Goal >>
Return the listing below in full, with every line exactly as it is.

Data for this task >>
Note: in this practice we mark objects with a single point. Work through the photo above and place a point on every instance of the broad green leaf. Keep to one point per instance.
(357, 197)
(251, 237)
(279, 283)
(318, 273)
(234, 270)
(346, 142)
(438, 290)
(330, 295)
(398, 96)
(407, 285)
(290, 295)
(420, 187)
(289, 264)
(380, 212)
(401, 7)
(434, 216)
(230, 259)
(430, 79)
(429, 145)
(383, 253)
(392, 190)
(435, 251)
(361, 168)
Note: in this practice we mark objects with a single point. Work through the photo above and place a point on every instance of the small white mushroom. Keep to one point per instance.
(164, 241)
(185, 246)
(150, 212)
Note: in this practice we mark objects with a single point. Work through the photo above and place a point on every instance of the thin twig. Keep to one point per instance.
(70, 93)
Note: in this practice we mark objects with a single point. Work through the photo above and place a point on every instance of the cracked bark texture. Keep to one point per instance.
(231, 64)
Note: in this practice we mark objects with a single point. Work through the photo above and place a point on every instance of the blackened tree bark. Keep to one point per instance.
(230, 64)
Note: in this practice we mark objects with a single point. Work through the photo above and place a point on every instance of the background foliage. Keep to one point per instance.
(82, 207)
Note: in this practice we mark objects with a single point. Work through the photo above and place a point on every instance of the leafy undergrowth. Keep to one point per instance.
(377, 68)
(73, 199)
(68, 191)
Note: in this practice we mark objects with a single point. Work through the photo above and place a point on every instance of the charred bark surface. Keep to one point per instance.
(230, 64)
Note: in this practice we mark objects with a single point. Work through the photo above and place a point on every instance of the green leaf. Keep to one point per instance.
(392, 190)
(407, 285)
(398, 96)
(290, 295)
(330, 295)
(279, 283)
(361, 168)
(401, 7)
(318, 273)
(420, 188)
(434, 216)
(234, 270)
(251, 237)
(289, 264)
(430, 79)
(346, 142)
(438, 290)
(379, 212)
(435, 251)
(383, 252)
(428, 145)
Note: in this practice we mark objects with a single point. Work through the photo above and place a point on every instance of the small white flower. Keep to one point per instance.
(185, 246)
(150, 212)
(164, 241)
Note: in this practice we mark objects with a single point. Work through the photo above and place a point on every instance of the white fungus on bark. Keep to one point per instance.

Finished task >>
Note: in this practice we mark objects with a single point. Work through the photo above and place a point on every instance of the broad green leaf. Keep to one point per instance.
(357, 197)
(251, 237)
(279, 283)
(318, 273)
(234, 270)
(346, 142)
(438, 290)
(330, 295)
(398, 96)
(407, 285)
(290, 295)
(420, 187)
(289, 264)
(380, 212)
(401, 7)
(434, 216)
(230, 259)
(430, 79)
(429, 145)
(383, 253)
(392, 190)
(435, 251)
(361, 168)
Note: in this practice we mark objects with a single point. Work through the photo above and place a point on every instance of the small white mushroom. Keep to one point per instance.
(164, 241)
(185, 246)
(150, 212)
Note: in this practice we mark objects with a single point. Work through the photo above and place a point on every instance of the thin twig. Keep to one point per instance.
(70, 93)
Note: in this practice we mark objects with a single point. Work through the photo above and place a point on every instance of the cracked bark texture. Keep to one point per instance.
(231, 64)
Note: in this practice we mark objects with a single point. Work through the photo above and place a point on every instance of the blackened tree bark. Keep to one point per instance.
(230, 64)
Note: in this practice we mark objects with a single point. Work through the photo above and place a point on every instance of the background foliage. Keep to one point per instance.
(82, 207)
Note: in this practice we mark objects with a single point. Work through the photo above and place a point on every instance of the leafy undergrowth. Keep to one point per instance.
(377, 68)
(73, 199)
(68, 191)
Note: in this practice we mark objects with a single point. Work through the photo above and place a point on every instance of the charred bark surface. Keep to one point per instance.
(230, 64)
Note: in this practice we mark objects with a single point. Work through the photo above and place a point on every instance of the green leaf. Keep to one point per instance.
(392, 190)
(407, 285)
(398, 96)
(290, 295)
(330, 295)
(279, 283)
(361, 168)
(401, 7)
(318, 273)
(420, 188)
(434, 216)
(234, 270)
(251, 237)
(289, 264)
(430, 79)
(346, 142)
(438, 290)
(379, 212)
(435, 251)
(383, 252)
(428, 145)
Note: in this practice we mark objects with a single point. Work through the photo above and place a point on every instance of the small white flower. Keep to one point per instance.
(185, 246)
(150, 212)
(164, 241)
Note: in this practice we mark objects with a single point. Work through the photo above and place a point on every instance of the white fungus on bark. Keep to one point per instance.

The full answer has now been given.